(Task to carry out): Copy out each line of the listing below that contains the word "above".
- - -
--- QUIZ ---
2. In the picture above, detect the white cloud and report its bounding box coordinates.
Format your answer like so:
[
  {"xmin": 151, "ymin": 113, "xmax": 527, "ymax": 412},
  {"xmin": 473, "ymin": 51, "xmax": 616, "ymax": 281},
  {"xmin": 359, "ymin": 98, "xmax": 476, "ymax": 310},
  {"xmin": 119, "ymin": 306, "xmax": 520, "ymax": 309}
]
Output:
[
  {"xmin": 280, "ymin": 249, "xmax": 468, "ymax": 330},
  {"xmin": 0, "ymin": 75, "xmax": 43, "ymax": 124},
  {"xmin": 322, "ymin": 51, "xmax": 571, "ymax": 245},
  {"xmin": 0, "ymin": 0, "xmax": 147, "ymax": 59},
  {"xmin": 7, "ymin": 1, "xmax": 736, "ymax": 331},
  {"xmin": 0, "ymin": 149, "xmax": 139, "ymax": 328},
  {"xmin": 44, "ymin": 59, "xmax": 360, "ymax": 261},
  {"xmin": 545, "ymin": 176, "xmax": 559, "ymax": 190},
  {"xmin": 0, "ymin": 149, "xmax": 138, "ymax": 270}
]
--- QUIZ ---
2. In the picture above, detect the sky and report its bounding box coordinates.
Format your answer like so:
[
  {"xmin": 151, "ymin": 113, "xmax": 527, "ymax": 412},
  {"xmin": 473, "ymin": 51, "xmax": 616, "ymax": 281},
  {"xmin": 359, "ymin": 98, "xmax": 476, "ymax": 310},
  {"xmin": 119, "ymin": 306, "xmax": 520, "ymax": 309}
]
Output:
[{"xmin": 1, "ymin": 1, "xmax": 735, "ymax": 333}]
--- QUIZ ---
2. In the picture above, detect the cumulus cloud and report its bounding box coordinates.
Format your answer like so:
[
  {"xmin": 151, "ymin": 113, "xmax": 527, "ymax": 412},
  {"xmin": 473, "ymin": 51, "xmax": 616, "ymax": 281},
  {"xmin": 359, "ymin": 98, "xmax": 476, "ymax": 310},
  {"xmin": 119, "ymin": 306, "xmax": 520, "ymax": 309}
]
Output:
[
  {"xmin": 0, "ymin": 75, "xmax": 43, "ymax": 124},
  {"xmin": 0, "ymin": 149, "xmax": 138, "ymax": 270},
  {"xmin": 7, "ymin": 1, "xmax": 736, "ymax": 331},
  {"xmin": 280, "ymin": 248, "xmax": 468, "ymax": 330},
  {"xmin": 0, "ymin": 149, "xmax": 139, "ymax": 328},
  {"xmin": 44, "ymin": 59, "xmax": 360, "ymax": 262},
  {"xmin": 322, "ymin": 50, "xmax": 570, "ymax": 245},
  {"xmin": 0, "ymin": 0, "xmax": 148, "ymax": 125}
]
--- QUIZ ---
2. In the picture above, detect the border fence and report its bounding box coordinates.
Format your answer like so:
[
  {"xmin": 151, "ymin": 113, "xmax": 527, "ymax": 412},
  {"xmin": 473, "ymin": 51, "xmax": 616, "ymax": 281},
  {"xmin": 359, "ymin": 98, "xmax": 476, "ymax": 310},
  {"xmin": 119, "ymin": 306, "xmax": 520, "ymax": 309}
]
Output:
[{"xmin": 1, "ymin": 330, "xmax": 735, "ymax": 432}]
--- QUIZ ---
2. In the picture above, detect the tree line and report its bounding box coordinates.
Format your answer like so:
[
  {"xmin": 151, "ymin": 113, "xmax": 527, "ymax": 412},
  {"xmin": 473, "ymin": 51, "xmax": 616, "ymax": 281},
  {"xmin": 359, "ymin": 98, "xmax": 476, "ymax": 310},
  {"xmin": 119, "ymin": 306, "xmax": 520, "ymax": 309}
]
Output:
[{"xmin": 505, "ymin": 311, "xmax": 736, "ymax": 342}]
- - -
(Solution for this task):
2. In the picture above, detect the white cloud and report its bounding box coordinates.
2. In the picture above, detect the sky and report its bounding box coordinates.
2. In the picture above, detect the cumulus cloud and report its bounding box coordinates.
2. In the picture above, detect the border fence and report its bounding box coordinates.
2. In the picture above, detect the tree line and report its bounding box coordinates.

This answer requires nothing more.